-- Opening Marker --

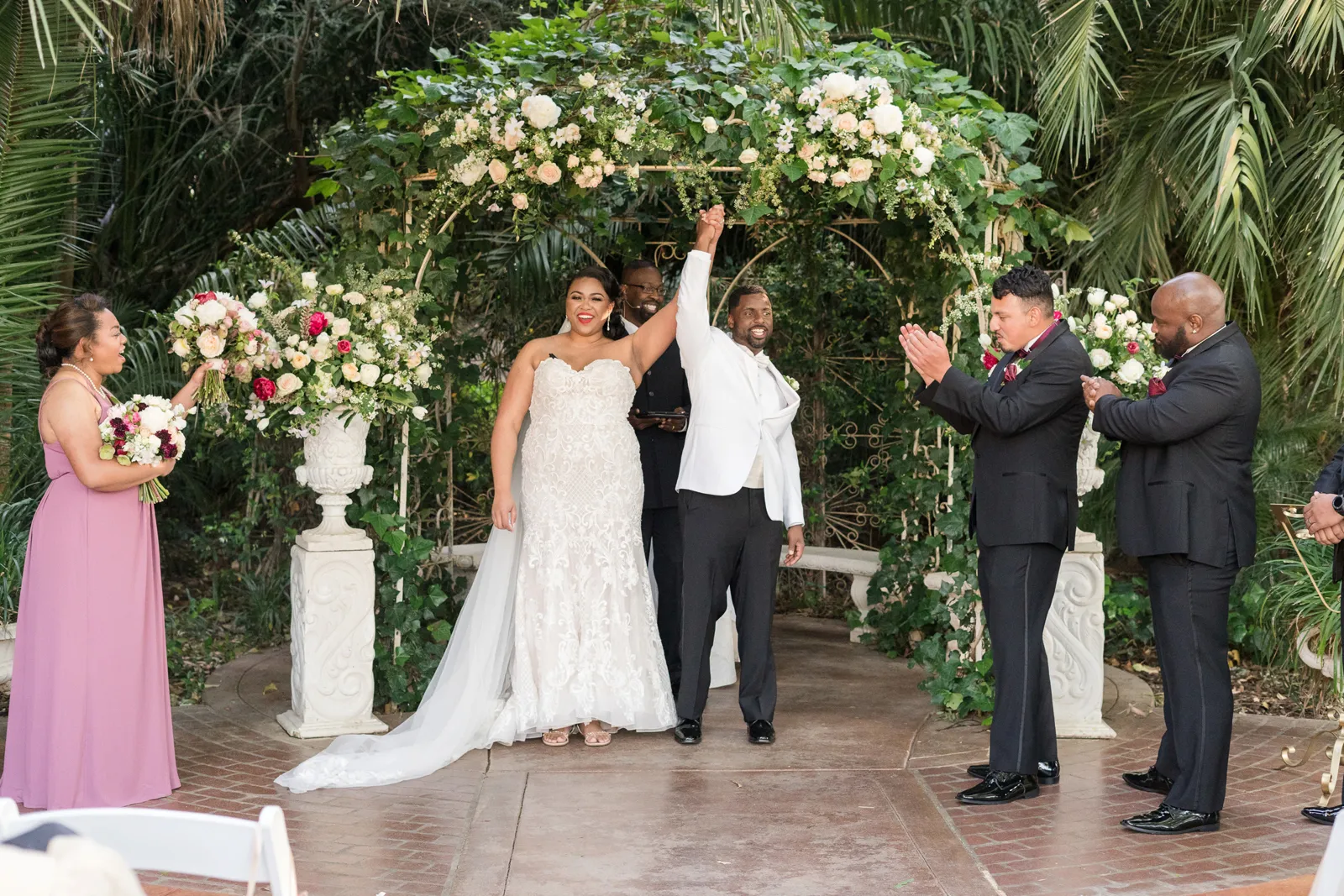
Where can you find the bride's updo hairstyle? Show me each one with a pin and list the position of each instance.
(58, 336)
(615, 327)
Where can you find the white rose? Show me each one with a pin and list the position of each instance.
(1131, 371)
(860, 170)
(210, 344)
(369, 374)
(541, 112)
(924, 160)
(887, 118)
(470, 170)
(839, 85)
(846, 123)
(210, 312)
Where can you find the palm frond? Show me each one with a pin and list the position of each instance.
(1075, 81)
(1315, 29)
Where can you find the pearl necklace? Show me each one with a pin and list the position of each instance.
(89, 379)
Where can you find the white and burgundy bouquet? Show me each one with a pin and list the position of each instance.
(144, 430)
(218, 327)
(354, 344)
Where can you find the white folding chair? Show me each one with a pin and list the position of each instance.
(181, 842)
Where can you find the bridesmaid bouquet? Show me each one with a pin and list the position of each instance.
(217, 327)
(144, 430)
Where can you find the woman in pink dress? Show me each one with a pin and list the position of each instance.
(89, 708)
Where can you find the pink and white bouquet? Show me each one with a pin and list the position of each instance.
(144, 430)
(218, 327)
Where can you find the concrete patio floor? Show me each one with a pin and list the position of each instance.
(857, 797)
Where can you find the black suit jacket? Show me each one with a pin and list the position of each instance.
(663, 389)
(1186, 466)
(1026, 437)
(1331, 481)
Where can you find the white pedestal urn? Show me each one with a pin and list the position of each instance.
(331, 589)
(1075, 629)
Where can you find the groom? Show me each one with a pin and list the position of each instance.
(738, 488)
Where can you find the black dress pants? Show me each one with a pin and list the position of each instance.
(1189, 626)
(1016, 589)
(730, 543)
(663, 537)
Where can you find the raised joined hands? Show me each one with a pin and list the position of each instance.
(927, 352)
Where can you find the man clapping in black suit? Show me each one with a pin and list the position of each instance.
(1186, 508)
(1025, 423)
(1326, 523)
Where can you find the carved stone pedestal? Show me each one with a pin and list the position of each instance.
(1075, 634)
(331, 589)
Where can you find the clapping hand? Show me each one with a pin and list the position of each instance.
(1095, 387)
(1321, 520)
(927, 352)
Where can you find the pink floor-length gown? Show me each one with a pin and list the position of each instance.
(89, 710)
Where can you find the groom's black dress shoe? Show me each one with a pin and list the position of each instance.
(1169, 820)
(1151, 781)
(687, 731)
(1321, 815)
(1047, 773)
(1001, 788)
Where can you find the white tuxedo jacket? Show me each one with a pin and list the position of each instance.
(727, 427)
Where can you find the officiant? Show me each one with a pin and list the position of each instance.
(659, 417)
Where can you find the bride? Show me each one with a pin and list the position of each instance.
(559, 627)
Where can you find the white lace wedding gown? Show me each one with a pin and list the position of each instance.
(559, 625)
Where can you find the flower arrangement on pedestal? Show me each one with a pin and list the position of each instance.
(354, 347)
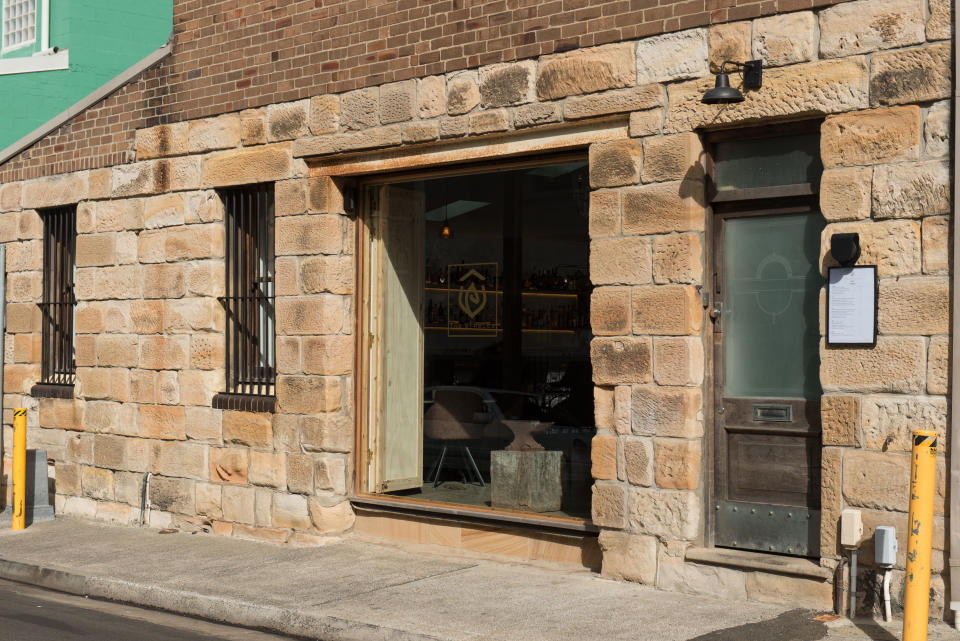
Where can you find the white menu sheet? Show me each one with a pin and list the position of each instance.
(852, 305)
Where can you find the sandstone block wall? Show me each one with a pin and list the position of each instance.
(150, 265)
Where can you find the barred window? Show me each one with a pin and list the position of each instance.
(249, 299)
(59, 247)
(19, 23)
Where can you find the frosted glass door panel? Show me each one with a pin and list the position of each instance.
(771, 289)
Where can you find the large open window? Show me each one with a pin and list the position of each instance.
(479, 390)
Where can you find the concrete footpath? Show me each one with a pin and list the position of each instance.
(353, 590)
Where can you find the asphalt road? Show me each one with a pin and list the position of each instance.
(32, 614)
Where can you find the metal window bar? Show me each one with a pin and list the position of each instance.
(249, 300)
(57, 364)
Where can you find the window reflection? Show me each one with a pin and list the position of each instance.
(507, 389)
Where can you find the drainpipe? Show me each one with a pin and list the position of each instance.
(955, 349)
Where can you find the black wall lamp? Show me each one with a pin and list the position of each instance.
(723, 93)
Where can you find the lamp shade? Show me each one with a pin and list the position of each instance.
(722, 93)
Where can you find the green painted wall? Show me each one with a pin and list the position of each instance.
(104, 37)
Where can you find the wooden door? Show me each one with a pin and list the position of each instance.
(767, 391)
(397, 220)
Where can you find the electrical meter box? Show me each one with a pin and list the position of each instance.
(851, 528)
(885, 546)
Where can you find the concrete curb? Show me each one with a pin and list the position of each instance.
(205, 606)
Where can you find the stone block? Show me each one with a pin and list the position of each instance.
(645, 123)
(938, 365)
(896, 364)
(939, 26)
(179, 458)
(608, 508)
(919, 305)
(331, 473)
(507, 84)
(672, 56)
(638, 457)
(677, 258)
(910, 75)
(360, 109)
(586, 71)
(615, 163)
(872, 137)
(785, 39)
(667, 514)
(415, 132)
(878, 480)
(398, 101)
(51, 191)
(253, 127)
(845, 193)
(868, 25)
(663, 208)
(935, 236)
(431, 96)
(253, 429)
(604, 213)
(291, 511)
(268, 469)
(620, 261)
(324, 114)
(162, 422)
(526, 481)
(603, 457)
(666, 309)
(911, 190)
(840, 420)
(238, 503)
(163, 281)
(229, 465)
(286, 121)
(612, 102)
(677, 464)
(675, 157)
(322, 314)
(331, 519)
(777, 588)
(164, 352)
(208, 134)
(827, 86)
(730, 41)
(889, 420)
(678, 361)
(539, 113)
(243, 166)
(621, 360)
(486, 122)
(893, 246)
(666, 411)
(328, 355)
(162, 140)
(327, 433)
(610, 311)
(308, 394)
(314, 234)
(629, 557)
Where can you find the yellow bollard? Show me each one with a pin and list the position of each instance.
(19, 468)
(923, 473)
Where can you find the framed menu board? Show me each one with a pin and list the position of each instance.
(852, 305)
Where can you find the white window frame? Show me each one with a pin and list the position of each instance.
(36, 26)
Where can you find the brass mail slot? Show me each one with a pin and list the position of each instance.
(777, 413)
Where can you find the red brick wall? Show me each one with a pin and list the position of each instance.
(234, 54)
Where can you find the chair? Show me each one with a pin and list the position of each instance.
(456, 418)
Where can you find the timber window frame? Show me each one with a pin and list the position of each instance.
(248, 300)
(57, 361)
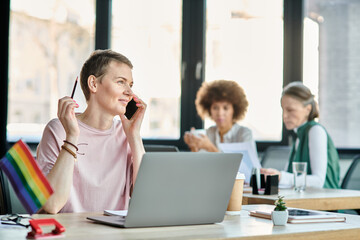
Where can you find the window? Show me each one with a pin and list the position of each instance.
(331, 66)
(244, 43)
(49, 41)
(149, 34)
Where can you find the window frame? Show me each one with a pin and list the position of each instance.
(193, 56)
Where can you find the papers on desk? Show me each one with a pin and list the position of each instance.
(297, 215)
(122, 213)
(250, 159)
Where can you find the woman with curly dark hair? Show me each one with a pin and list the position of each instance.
(225, 103)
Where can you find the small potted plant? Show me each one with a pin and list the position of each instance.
(280, 214)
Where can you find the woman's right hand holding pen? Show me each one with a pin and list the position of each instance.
(66, 115)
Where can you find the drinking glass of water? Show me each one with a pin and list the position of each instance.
(299, 170)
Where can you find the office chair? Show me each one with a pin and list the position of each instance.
(160, 148)
(352, 178)
(276, 157)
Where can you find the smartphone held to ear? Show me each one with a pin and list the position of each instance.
(131, 108)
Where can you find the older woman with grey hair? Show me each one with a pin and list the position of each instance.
(313, 144)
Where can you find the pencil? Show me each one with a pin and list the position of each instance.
(72, 94)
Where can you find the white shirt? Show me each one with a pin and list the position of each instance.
(318, 159)
(236, 134)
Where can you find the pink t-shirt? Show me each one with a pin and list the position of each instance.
(103, 172)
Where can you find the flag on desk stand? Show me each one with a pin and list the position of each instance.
(29, 183)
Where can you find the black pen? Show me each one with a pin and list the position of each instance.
(72, 94)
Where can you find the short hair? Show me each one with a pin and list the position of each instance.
(97, 65)
(303, 94)
(221, 90)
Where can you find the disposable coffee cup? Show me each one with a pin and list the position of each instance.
(236, 195)
(299, 170)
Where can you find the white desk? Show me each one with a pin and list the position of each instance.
(233, 227)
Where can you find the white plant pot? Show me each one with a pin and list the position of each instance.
(279, 217)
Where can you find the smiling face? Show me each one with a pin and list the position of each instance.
(113, 90)
(294, 112)
(222, 113)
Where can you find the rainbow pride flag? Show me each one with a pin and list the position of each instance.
(29, 183)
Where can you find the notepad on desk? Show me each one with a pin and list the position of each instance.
(297, 215)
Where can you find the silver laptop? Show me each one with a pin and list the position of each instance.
(182, 188)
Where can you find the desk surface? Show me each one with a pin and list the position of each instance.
(312, 198)
(233, 227)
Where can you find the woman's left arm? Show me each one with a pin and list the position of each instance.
(318, 156)
(132, 130)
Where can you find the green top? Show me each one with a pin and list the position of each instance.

-- Closing Marker --

## What you have to do
Give again the closing portion of the entries, from the line with "Where can you find the white shirt?" through the last line. Keep it exact and add nothing.

## Task answer
Where can you find the white shirt? Show me each one with a pin and list the position of each instance.
(318, 159)
(236, 134)
Where can you find the pink t-shirt? Show me each one with a pin and list the position of each instance.
(103, 172)
Where can you find the flag on desk stand? Show me each one with a pin and list the position of each instance.
(29, 183)
Where can you find the black pen? Show me each one with a pin and list the position of each instance.
(72, 94)
Where can you find the short hair? Show me each one with a pin and list the position of each instance.
(97, 65)
(303, 94)
(221, 90)
Where can you find the disposable coffee cup? Show me each one with a pin and list the position of each instance.
(236, 195)
(299, 170)
Where can you find the white desk? Show me each one with a pin and list the position of each instance.
(233, 227)
Where can you find the white plant pot? Show me each one with a pin and list the position of each instance.
(279, 217)
Where can you find the smiling face? Show me each one with a pin and list the position of each instance.
(113, 90)
(294, 112)
(222, 113)
Where can you find the rainbow pride flag? Show me each one with a pin and list the position of each instance.
(29, 183)
Where can you find the notepad on desk? Show me each one with a pin and list the position of each instance.
(297, 215)
Where can you find the silver laptop? Show me each one with a pin and list the position of each instance.
(182, 188)
Where can you find the desk surface? Show me each one with a pin and list the position of each instance.
(312, 198)
(233, 227)
Where can you find the woman's left arm? Show me each one with a pin and list the position of each instance.
(318, 156)
(132, 130)
Where can you find the green top? Show me each one with a pin and list the position of each instance.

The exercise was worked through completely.